- _Requirement_
Every line of the material that follows must be printed again exactly.

- _Records_
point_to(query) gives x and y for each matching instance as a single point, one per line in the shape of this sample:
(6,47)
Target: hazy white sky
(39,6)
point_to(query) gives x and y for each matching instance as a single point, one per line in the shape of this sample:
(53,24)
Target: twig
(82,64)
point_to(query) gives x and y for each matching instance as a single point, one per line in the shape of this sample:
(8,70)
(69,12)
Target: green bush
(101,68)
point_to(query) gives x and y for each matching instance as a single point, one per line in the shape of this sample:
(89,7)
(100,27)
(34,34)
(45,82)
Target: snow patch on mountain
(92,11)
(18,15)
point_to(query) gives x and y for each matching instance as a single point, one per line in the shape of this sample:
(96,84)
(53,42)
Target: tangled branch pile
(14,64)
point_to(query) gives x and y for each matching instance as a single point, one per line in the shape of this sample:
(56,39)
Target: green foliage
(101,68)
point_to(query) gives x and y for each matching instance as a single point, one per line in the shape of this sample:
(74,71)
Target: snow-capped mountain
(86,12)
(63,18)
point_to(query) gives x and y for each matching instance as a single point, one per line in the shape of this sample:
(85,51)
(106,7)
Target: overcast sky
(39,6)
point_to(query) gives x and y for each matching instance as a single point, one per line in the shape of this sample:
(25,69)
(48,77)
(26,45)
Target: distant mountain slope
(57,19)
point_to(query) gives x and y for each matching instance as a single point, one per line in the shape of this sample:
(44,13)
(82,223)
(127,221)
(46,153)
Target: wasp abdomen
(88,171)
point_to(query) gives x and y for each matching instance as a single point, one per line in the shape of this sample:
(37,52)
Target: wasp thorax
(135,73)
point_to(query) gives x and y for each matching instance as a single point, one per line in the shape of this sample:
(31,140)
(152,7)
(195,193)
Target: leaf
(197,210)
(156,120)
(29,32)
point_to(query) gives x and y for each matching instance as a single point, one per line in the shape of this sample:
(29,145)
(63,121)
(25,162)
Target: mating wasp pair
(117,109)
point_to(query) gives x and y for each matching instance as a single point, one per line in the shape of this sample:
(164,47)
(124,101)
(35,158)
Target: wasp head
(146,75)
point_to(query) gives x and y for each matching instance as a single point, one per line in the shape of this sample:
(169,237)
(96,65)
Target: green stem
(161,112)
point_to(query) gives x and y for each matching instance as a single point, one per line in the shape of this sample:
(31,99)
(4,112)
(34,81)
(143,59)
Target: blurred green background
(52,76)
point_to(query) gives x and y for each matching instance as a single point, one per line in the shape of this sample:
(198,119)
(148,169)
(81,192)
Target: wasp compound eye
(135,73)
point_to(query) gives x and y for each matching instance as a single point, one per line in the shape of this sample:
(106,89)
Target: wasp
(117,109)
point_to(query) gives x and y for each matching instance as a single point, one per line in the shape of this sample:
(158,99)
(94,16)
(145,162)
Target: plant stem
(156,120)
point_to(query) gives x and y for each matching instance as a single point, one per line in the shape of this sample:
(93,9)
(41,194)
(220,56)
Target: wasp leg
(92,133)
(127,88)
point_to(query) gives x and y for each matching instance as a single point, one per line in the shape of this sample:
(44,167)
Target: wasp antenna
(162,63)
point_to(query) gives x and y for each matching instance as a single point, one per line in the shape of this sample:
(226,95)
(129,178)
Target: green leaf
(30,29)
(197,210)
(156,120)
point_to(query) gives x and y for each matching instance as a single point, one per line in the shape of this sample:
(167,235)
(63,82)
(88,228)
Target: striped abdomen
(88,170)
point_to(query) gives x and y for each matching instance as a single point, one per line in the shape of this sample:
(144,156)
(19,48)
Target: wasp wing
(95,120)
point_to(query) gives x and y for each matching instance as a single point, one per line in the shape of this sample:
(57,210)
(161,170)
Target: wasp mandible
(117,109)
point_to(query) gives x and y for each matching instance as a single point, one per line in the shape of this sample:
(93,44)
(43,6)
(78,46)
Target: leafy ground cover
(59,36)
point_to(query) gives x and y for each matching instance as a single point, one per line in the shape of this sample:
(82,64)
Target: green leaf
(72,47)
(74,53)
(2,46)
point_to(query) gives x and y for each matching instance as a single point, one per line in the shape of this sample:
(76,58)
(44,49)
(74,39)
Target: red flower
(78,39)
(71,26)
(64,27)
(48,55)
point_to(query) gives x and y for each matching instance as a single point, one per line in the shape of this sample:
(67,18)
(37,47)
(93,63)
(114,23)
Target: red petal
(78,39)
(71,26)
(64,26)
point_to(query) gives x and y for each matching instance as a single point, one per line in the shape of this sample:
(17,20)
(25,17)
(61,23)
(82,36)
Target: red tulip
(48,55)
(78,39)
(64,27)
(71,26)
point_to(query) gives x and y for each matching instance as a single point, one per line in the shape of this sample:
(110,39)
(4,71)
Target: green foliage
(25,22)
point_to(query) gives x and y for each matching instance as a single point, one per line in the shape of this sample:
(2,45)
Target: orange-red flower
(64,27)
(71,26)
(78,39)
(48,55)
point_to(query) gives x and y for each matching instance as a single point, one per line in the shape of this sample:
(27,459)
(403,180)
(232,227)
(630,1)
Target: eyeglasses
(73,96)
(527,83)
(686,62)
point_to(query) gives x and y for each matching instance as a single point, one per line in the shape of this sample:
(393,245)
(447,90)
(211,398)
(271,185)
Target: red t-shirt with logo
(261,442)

- _Solution to this task_
point_to(query) gives x and y for each matching instance as a single point, one per line in the shape of this sample:
(6,47)
Target: hazy white sky
(39,6)
point_to(query) gives x and y for each matching instance as a single point, one per line in the shape of this sample:
(53,24)
Target: twig
(82,64)
point_to(query) gives x and y for each matching instance as a single point, one per line in the shape of this sample:
(8,70)
(69,12)
Target: green bush
(101,68)
point_to(query) gives x and y for each matching instance as a single point, one per line in the shape of this sample:
(89,7)
(100,27)
(34,34)
(45,82)
Target: snow patch on mountain
(92,11)
(18,15)
point_to(query) gives x and y for each matching instance as a single point, one per line in the shape of this sample:
(96,84)
(53,42)
Target: tangled branch pile
(14,64)
point_to(query) gives x and y for each matching instance as a single point, one per line in the shape of this sample:
(56,39)
Target: green foliage
(101,68)
point_to(query) gives x and y for each matching instance as a single point, one per line in the shape of this sample:
(74,71)
Target: snow-capped mountain
(86,12)
(63,18)
point_to(query) gives x and y for each matching instance as a single point, one per line in the shape of this sample:
(85,51)
(106,7)
Target: overcast sky
(39,6)
point_to(query) gives x and y for each matching instance as a single point, one per line in the shape of this sample:
(25,69)
(48,77)
(26,45)
Target: distant mountain slope
(57,19)
point_to(query) gives x and y for each matching instance as a single point, one per line in the shape of this sample:
(44,13)
(82,223)
(127,221)
(46,153)
Target: wasp abdomen
(88,171)
point_to(query) gives x and y for each matching instance as a single point, one per line in the shape of this sample:
(37,52)
Target: wasp thorax
(135,73)
point_to(query) gives x and y for each matching instance as a single point, one per line in the shape of this sample:
(31,140)
(152,7)
(195,193)
Target: leaf
(197,210)
(156,120)
(29,32)
point_to(query) gives x and y for each matching instance as a single point, one per line in the shape of this sample:
(29,145)
(63,121)
(25,162)
Target: mating wasp pair
(117,109)
point_to(query) gives x and y for each matching instance as a single point, one per line in the shape of this sample:
(164,47)
(124,101)
(35,158)
Target: wasp head
(146,75)
point_to(query) gives x and y for each matching instance as a single point, one per line in the shape of this sample:
(169,237)
(96,65)
Target: green stem
(161,112)
point_to(query) gives x and y for each matching instance as a single point, one per line in the shape of this sample:
(31,99)
(4,112)
(34,81)
(143,59)
Target: blurred green background
(52,76)
point_to(query) gives x and y for each matching instance as a single point, one per line in the shape of this sample:
(198,119)
(148,169)
(81,192)
Target: wasp compound eye
(135,73)
point_to(query) gives x and y for each matching instance as a single point, one per line in the shape of this sample:
(106,89)
Target: wasp
(117,109)
point_to(query) gives x and y for each matching instance as a single point, one per line in the shape of this sample:
(158,99)
(94,16)
(145,162)
Target: plant stem
(156,120)
point_to(query) gives x and y for each matching instance as a single point, one per line in the shape of this sample:
(93,9)
(41,194)
(220,56)
Target: wasp leg
(92,133)
(127,88)
point_to(query) gives x and y for each matching instance as a single point, one per line in the shape of this sample:
(44,167)
Target: wasp antenna
(162,63)
point_to(query) gives x and y for each matching instance as a single point, one per line in the shape of this sample:
(226,95)
(129,178)
Target: green leaf
(30,29)
(197,210)
(156,120)
point_to(query) gives x and y for each matching instance as a single point, one per line in the shape of this sample:
(167,235)
(63,82)
(88,228)
Target: striped abdomen
(88,170)
point_to(query) gives x and y for each matching instance as a single point, one per line in the shape of this sample:
(144,156)
(19,48)
Target: wasp wing
(95,120)
point_to(query) gives x and y for each matching instance as a single point, one per line in the shape of this sample:
(57,210)
(161,170)
Target: wasp mandible
(117,109)
point_to(query) gives x and y for each matching instance as a single point, one per line in the shape of this sample:
(93,44)
(43,6)
(78,46)
Target: leafy ground cover
(59,36)
point_to(query) gives x and y for each matching instance as a single point, one per line in the shape of this sample:
(82,64)
Target: green leaf
(72,47)
(74,53)
(2,46)
point_to(query) gives x and y for each matching instance as a single point, one per line in the shape of this sample:
(76,58)
(44,49)
(74,39)
Target: red flower
(78,39)
(71,26)
(64,27)
(48,55)
point_to(query) gives x and y for each matching instance as a single point, one per line in the shape of this sample:
(67,18)
(37,47)
(93,63)
(114,23)
Target: red petal
(78,39)
(71,26)
(64,26)
point_to(query) gives x and y for each matching instance as a single point, one per line in the shape of this sample:
(17,20)
(25,17)
(61,23)
(82,36)
Target: red tulip
(48,55)
(78,39)
(64,27)
(71,26)
point_to(query) gives x and y for each matching instance as a single point, one per line in the shape of this sample:
(110,39)
(4,71)
Target: green foliage
(25,22)
point_to(query) gives x and y for each matching instance as a single point, one per line in the shape of this sample:
(2,45)
Target: orange-red flower
(64,27)
(71,26)
(78,39)
(48,55)
point_to(query) gives x and y for each matching instance as a single point, one per line in the shape of this sample:
(27,459)
(403,180)
(232,227)
(630,1)
Target: eyeglasses
(73,96)
(527,83)
(686,62)
point_to(query) gives x and y for each matching instance as a single point, one per line in the shape of this sample:
(393,245)
(447,90)
(211,398)
(271,185)
Target: red t-shirt with logo
(261,442)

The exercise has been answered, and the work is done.